== TEXTE SOURCE ==
>>>>>

Le soir de la première à Paris, Lucie, la dernière des neuf enfants Laurier, était dans la salle pour applaudir sa soeur. Le cri du coeur d'Angela l'a émue, bouleversée, tout en lui faisant comprendre que sa propre vision de sa famille était diamétralement opposée. «Moi, ce qui me fait halluciner avec les membres de ma famille, c'est leur incroyable résilience. Je n'en reviens pas de voir comment ils ont réussi à tenir le coup et à survivre malgré tous les malheurs qui sont arrivés.»

<<<<<

== DONNÉES ENREGISTRÉES ==
>>>>>

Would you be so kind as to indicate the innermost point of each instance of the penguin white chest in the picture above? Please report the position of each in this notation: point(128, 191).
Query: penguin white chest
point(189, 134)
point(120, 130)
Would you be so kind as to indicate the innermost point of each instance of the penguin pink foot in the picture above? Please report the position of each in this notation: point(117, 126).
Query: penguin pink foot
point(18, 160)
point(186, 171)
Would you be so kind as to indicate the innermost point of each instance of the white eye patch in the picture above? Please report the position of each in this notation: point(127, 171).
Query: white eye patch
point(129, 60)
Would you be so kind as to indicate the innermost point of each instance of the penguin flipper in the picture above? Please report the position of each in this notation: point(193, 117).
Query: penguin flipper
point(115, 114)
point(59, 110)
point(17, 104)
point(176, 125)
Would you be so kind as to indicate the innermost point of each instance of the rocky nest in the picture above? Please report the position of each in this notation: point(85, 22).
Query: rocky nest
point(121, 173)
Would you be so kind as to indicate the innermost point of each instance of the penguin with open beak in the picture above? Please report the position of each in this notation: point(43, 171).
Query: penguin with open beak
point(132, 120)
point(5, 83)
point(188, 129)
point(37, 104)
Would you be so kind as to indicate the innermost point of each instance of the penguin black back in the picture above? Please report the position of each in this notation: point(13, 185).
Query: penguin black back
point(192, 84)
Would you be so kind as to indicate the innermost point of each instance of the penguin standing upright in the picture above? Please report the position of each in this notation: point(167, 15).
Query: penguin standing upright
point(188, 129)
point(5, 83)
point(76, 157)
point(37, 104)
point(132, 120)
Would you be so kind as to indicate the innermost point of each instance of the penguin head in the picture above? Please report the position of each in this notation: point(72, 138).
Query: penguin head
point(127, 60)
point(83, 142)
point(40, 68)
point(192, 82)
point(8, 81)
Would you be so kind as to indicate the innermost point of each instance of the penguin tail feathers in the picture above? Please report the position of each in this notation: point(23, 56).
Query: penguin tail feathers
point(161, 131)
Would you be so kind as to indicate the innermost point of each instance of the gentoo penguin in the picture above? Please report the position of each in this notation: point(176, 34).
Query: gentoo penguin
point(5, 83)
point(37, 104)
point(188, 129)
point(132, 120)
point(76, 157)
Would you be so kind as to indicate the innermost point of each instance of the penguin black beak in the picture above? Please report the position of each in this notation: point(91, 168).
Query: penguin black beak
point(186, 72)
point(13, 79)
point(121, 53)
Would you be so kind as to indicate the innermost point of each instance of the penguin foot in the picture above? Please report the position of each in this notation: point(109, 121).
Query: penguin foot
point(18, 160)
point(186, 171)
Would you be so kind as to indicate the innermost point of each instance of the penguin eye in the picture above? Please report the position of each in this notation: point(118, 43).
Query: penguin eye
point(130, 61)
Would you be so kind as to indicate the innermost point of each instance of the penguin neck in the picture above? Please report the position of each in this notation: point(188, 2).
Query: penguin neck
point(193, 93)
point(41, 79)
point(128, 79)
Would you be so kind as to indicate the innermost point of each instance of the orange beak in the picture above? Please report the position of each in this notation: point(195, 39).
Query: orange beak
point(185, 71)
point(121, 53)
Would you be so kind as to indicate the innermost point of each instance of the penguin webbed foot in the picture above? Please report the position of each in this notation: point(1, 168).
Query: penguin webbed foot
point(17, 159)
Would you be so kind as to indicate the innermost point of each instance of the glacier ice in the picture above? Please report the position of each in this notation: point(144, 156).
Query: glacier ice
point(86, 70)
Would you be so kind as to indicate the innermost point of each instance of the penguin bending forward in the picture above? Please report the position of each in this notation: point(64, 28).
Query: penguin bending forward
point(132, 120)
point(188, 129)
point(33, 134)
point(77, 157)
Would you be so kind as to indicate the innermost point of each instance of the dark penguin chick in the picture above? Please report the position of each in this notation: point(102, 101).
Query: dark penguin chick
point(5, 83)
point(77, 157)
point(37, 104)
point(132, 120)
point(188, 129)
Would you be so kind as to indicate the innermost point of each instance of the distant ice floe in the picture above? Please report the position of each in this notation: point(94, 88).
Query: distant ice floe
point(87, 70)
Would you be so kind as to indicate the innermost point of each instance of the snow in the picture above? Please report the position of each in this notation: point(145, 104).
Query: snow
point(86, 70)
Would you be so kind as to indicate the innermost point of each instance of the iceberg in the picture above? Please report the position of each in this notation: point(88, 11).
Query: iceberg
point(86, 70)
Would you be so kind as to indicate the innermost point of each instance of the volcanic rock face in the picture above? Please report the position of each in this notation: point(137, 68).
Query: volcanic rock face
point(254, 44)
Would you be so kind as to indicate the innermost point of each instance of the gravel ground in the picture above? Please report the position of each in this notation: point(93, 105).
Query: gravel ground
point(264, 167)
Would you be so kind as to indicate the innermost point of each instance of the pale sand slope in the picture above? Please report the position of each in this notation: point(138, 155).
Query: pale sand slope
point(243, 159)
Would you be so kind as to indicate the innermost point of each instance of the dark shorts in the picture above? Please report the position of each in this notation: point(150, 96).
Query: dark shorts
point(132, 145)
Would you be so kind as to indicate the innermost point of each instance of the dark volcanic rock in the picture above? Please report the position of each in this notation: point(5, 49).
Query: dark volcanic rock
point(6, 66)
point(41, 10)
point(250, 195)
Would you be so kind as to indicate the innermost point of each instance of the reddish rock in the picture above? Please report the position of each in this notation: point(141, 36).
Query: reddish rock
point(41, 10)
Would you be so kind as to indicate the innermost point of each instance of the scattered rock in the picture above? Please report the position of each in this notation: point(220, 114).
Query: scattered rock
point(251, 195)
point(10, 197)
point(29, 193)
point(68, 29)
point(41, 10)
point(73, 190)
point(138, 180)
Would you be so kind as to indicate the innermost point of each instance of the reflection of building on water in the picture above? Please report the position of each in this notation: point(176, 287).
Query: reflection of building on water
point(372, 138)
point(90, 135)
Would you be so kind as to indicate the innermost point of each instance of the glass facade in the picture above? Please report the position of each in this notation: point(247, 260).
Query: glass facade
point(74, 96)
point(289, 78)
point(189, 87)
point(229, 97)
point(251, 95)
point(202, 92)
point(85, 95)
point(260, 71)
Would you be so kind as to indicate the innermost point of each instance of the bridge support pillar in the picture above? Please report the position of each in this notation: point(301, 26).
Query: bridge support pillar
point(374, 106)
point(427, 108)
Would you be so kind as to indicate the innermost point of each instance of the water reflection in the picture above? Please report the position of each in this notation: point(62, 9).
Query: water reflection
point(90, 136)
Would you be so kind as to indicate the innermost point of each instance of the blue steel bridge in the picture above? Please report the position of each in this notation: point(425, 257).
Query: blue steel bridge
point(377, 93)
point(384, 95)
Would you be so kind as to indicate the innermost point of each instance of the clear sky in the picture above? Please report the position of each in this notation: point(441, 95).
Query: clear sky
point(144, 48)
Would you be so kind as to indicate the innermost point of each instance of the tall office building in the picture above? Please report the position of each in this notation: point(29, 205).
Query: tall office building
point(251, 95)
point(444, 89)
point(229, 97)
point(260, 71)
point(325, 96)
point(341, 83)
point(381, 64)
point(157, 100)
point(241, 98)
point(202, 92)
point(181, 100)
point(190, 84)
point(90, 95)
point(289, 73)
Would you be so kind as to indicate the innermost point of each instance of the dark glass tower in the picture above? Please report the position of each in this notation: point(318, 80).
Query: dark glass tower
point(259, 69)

<<<<<

== TRAVAIL DEMANDÉ ==
D'après le texte source, qu'est-ce qui fait halluciner Lucie chez les membres de sa famille, s'il vous plaît ?

== RÉPONSE ATTENDUE ==
Leur incroyable résilience.